**YOUR GOAL**
Across these entries, report how many lines include the string "wooden", with nothing but the number.

══════════════════════════════

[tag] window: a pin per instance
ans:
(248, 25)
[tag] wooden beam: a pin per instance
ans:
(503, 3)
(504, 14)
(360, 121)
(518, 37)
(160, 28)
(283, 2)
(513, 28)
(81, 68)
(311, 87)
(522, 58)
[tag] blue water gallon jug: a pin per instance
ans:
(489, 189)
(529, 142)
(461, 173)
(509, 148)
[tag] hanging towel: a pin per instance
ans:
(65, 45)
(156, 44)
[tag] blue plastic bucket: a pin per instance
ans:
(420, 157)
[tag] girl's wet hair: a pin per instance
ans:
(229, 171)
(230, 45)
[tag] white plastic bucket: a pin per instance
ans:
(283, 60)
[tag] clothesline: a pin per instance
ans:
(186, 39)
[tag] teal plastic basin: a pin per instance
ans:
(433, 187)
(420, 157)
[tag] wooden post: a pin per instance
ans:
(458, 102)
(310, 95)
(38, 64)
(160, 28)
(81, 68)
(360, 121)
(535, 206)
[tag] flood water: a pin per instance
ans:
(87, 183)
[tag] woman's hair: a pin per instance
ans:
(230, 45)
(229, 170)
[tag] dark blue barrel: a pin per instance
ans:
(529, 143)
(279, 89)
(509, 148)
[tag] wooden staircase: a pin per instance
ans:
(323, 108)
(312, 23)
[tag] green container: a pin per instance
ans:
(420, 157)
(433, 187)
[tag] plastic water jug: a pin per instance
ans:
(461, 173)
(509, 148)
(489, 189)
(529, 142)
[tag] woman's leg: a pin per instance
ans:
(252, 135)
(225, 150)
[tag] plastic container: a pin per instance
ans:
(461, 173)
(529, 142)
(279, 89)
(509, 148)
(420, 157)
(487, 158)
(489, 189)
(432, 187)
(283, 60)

══════════════════════════════

**ANSWER TO THE PROBLEM**
3